→ YOUR TASK
You are asked to write out the full listing exactly as it stands.

→ SOURCE RECORDS
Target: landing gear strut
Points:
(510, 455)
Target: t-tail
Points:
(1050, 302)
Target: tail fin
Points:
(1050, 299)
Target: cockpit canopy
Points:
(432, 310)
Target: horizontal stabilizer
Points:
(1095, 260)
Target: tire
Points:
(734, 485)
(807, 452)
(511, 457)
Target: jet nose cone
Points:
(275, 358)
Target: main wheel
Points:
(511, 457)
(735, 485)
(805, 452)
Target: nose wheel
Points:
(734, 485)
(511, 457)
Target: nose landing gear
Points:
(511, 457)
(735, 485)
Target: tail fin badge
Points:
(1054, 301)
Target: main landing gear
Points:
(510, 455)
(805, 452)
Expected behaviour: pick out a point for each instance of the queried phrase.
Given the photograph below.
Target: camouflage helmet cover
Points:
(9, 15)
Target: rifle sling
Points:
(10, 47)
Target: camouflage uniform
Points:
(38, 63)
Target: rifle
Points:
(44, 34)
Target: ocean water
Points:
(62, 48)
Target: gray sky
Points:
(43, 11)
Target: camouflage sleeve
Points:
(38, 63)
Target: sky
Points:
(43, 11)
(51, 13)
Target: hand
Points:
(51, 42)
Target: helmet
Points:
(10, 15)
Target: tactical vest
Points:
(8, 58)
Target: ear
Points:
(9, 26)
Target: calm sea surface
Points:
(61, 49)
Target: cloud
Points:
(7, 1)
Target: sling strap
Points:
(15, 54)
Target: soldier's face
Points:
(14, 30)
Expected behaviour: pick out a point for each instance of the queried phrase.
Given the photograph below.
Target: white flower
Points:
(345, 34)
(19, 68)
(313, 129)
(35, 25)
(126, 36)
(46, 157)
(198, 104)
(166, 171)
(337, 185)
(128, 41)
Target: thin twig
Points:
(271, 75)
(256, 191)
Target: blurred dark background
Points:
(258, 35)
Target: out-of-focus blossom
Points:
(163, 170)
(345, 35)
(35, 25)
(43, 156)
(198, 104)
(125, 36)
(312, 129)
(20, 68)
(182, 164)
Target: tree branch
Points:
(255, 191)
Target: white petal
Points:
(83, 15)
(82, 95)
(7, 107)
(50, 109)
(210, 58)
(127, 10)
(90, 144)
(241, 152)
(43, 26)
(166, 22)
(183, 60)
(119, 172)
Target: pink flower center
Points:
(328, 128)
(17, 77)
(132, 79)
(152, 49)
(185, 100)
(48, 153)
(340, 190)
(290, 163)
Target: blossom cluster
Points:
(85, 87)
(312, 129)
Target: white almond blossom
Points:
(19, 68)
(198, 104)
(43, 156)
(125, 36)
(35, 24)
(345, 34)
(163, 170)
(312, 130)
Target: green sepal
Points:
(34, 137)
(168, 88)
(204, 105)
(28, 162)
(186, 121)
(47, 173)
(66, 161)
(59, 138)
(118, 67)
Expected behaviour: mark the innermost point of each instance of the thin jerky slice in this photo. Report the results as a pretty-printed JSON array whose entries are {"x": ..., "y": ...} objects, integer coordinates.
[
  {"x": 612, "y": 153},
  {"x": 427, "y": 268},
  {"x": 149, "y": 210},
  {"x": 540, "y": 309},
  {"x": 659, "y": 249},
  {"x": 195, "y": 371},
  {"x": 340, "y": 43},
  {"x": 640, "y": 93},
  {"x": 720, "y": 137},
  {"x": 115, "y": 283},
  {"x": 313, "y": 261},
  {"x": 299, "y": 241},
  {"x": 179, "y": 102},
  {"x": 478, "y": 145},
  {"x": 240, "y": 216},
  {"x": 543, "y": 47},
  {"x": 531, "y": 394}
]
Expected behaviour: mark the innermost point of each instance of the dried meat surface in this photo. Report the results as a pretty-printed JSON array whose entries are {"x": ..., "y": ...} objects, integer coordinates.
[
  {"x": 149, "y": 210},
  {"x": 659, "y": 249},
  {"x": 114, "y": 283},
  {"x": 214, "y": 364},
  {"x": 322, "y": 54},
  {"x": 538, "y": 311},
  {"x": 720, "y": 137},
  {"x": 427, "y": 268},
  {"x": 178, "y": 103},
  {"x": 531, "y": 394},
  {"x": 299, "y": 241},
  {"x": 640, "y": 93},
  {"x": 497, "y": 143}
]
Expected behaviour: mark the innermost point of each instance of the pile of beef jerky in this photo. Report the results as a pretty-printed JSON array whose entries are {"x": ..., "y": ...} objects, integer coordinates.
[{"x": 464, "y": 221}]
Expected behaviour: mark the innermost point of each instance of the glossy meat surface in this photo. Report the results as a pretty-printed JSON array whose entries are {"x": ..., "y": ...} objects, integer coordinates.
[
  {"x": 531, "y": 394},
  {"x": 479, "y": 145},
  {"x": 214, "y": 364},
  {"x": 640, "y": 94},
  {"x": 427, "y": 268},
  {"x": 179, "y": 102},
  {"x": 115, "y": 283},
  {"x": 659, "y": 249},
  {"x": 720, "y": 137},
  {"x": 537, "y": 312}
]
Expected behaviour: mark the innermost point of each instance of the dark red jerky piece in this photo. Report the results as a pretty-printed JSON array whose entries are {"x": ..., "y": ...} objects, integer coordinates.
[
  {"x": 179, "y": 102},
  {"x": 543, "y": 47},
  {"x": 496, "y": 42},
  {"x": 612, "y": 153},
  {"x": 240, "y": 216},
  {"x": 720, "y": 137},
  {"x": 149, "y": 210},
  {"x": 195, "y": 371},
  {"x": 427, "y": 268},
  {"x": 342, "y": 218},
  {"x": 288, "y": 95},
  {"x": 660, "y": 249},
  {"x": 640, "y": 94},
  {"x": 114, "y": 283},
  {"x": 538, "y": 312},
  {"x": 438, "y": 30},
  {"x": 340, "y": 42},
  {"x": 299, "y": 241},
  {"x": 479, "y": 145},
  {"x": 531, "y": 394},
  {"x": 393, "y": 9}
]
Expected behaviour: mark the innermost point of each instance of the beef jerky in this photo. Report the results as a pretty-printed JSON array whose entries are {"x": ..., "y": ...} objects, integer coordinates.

→ ANSWER
Target: landing gear strut
Points:
(510, 455)
Target: t-tail
Points:
(1050, 302)
Target: tail fin
Points:
(1050, 299)
Target: cockpit canopy
Points:
(432, 310)
Target: horizontal stabilizer
Points:
(1095, 260)
Target: tire
Points:
(734, 485)
(807, 452)
(511, 457)
Target: jet nose cone
Points:
(275, 358)
Target: main wheel
Points:
(511, 457)
(735, 485)
(805, 452)
Target: nose wheel
Points:
(734, 485)
(511, 457)
Target: nose landing gear
Points:
(511, 457)
(735, 485)
Target: tail fin badge
Points:
(1054, 301)
Target: main landing gear
Points:
(510, 455)
(805, 452)
Expected behaviour: pick out a point for each instance of the queried phrase.
Given the photograph below.
Target: camouflage helmet cover
Points:
(9, 15)
Target: rifle sling
Points:
(10, 47)
Target: camouflage uniform
Points:
(38, 63)
Target: rifle
Points:
(44, 34)
Target: ocean water
Points:
(62, 48)
Target: gray sky
Points:
(43, 11)
Target: camouflage sleeve
Points:
(38, 63)
Target: sky
Points:
(43, 11)
(51, 13)
Target: hand
Points:
(51, 42)
Target: helmet
Points:
(10, 15)
Target: tactical vest
Points:
(8, 58)
Target: ear
Points:
(9, 26)
Target: calm sea surface
Points:
(61, 49)
Target: cloud
Points:
(7, 1)
Target: sling strap
Points:
(15, 54)
Target: soldier's face
Points:
(14, 30)
Expected behaviour: pick out a point for each instance of the queried phrase.
Given the photograph below.
Target: white flower
Points:
(345, 34)
(19, 68)
(313, 129)
(35, 25)
(126, 36)
(46, 157)
(198, 104)
(166, 171)
(337, 185)
(128, 41)
Target: thin twig
Points:
(271, 75)
(256, 191)
Target: blurred dark background
Points:
(258, 35)
Target: out-of-focus blossom
Points:
(163, 170)
(345, 35)
(35, 25)
(43, 156)
(198, 104)
(125, 36)
(312, 129)
(20, 68)
(182, 164)
Target: tree branch
Points:
(255, 191)
Target: white petal
Points:
(83, 15)
(82, 95)
(7, 107)
(50, 109)
(210, 58)
(127, 10)
(90, 144)
(241, 152)
(43, 26)
(166, 22)
(183, 60)
(119, 172)
Target: pink flower center
Points:
(328, 128)
(17, 77)
(132, 79)
(152, 49)
(185, 100)
(48, 153)
(340, 190)
(290, 163)
Target: blossom cluster
Points:
(85, 87)
(312, 129)
Target: white almond blossom
Points:
(19, 68)
(198, 104)
(43, 156)
(125, 36)
(35, 24)
(345, 34)
(163, 170)
(312, 130)
Target: green sepal
Points:
(34, 137)
(168, 88)
(204, 105)
(28, 162)
(186, 121)
(47, 173)
(66, 161)
(59, 138)
(118, 67)
Expected behaviour: mark the innermost point of each instance of the thin jerky slice in this photo. Report the results as a pretty-printed JSON array whose entries are {"x": ..., "y": ...} objects, integer coordinates.
[
  {"x": 612, "y": 153},
  {"x": 427, "y": 268},
  {"x": 149, "y": 210},
  {"x": 540, "y": 309},
  {"x": 659, "y": 249},
  {"x": 195, "y": 371},
  {"x": 340, "y": 43},
  {"x": 640, "y": 93},
  {"x": 720, "y": 137},
  {"x": 115, "y": 283},
  {"x": 313, "y": 261},
  {"x": 299, "y": 241},
  {"x": 179, "y": 102},
  {"x": 478, "y": 145},
  {"x": 240, "y": 216},
  {"x": 543, "y": 47},
  {"x": 531, "y": 394}
]
Expected behaviour: mark the innermost point of each instance of the dried meat surface in this photo. Report the results as a pretty-printed JSON array whose entries are {"x": ..., "y": ...} objects, integer coordinates.
[
  {"x": 149, "y": 210},
  {"x": 659, "y": 249},
  {"x": 114, "y": 283},
  {"x": 214, "y": 364},
  {"x": 322, "y": 54},
  {"x": 538, "y": 311},
  {"x": 720, "y": 137},
  {"x": 427, "y": 268},
  {"x": 178, "y": 103},
  {"x": 531, "y": 394},
  {"x": 299, "y": 241},
  {"x": 640, "y": 93},
  {"x": 497, "y": 143}
]
Expected behaviour: mark the innermost point of each instance of the pile of beef jerky in this photo. Report the results as a pretty-printed JSON array whose entries are {"x": ..., "y": ...} objects, integer coordinates.
[{"x": 464, "y": 221}]
Expected behaviour: mark the innermost point of each instance of the glossy meat surface in this photo. Report the results as a pretty-printed JSON array whose entries are {"x": ..., "y": ...} objects, integer coordinates.
[
  {"x": 531, "y": 394},
  {"x": 479, "y": 145},
  {"x": 214, "y": 364},
  {"x": 640, "y": 94},
  {"x": 427, "y": 268},
  {"x": 179, "y": 102},
  {"x": 115, "y": 283},
  {"x": 659, "y": 249},
  {"x": 720, "y": 137},
  {"x": 537, "y": 312}
]
Expected behaviour: mark the innermost point of each instance of the dark red jerky piece in this photo. Report the results as a pretty-printed JSON array whose entries are {"x": ..., "y": ...} objects, integer coordinates.
[
  {"x": 179, "y": 102},
  {"x": 543, "y": 47},
  {"x": 496, "y": 42},
  {"x": 612, "y": 153},
  {"x": 240, "y": 216},
  {"x": 720, "y": 137},
  {"x": 149, "y": 210},
  {"x": 195, "y": 371},
  {"x": 427, "y": 268},
  {"x": 342, "y": 218},
  {"x": 288, "y": 95},
  {"x": 660, "y": 249},
  {"x": 640, "y": 94},
  {"x": 114, "y": 283},
  {"x": 538, "y": 312},
  {"x": 438, "y": 30},
  {"x": 340, "y": 42},
  {"x": 299, "y": 241},
  {"x": 479, "y": 145},
  {"x": 531, "y": 394},
  {"x": 393, "y": 9}
]
Expected behaviour: mark the innermost point of each instance of the beef jerky in this photo. Report the results as a pretty-printed JSON array whose entries are {"x": ..., "y": ...} objects, integer coordinates.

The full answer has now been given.